Physical AI Capital Concentration — Q1 2026 ($M raised)
Total capital raised by leading physical AI companies and platforms in Q1 2026, illustrating the sector-wide investment surge
Source: TechCrunch / Bloomberg / Crunchbase
The V-JEPA 2 Reliability Gap
A critical limitation rarely discussed in coverage: V-JEPA 2's 65–80% zero-shot success rate is the primary empirical claim justifying AMI Labs' $3.5B pre-money valuation. Industrial reliability standards are typically >99.5% uptime — the gap between 72.5% (mid-range of V-JEPA 2) and 99.5% (industrial threshold) is not a rounding error. It is 40 percentage points of reliability improvement required before deployment. Physical Intelligence faces the same problem on the production reliability axis.
Neither architecture is deployable in enterprise robotics at required reliability standards today. The valuation premiums are therefore bets on which architecture reaches 99.5% first, not on current demonstrated performance.
The Cross-Embodiment Training Moat
The genuine technical differentiation that may matter: Physical Intelligence's cross-embodiment training across 8 robot platforms is a data moat that is hard to replicate. A model trained on 10,000+ hours of data from diverse robot hardware generalizes to new hardware types in ways that robot-specific models cannot. This is the ImageNet moment for robotics data: whoever builds the largest, most diverse robot training corpus owns the foundation model.

• [Dataset]
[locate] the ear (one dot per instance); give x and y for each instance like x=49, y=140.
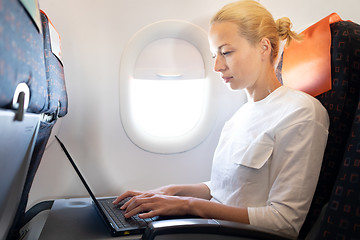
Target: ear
x=265, y=47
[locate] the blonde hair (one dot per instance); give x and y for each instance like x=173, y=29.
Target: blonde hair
x=256, y=23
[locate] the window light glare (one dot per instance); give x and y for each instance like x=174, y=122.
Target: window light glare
x=167, y=108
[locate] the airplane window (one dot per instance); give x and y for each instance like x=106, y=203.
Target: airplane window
x=165, y=102
x=167, y=92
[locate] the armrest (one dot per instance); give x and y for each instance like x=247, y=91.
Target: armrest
x=204, y=228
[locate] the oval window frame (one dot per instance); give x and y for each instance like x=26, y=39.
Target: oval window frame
x=167, y=29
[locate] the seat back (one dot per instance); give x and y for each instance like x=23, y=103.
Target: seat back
x=342, y=215
x=26, y=59
x=341, y=103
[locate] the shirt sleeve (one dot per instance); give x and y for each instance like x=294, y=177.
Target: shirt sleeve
x=294, y=172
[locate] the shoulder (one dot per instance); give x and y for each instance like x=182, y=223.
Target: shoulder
x=303, y=106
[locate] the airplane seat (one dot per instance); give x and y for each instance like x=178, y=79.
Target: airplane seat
x=334, y=211
x=30, y=73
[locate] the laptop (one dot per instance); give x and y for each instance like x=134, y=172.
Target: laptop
x=113, y=217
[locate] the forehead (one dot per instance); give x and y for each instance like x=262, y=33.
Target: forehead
x=223, y=33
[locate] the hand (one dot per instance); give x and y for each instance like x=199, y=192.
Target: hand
x=167, y=190
x=155, y=205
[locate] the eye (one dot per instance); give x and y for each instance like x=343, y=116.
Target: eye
x=226, y=53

• [Exercise instructions]
(1) Retype the passage of the physical AI extract starting at "Neither architecture is" and ending at "current demonstrated performance.".
(2) According to the physical AI extract, how many robot platforms does Physical Intelligence's cross-embodiment training span?

• [Solutions for each task]
(1)
Neither architecture is deployable in enterprise robotics at required reliability standards today. The valuation premiums are therefore bets on which architecture reaches 99.5% first, not on current demonstrated performance.

(2) 8 robot platforms.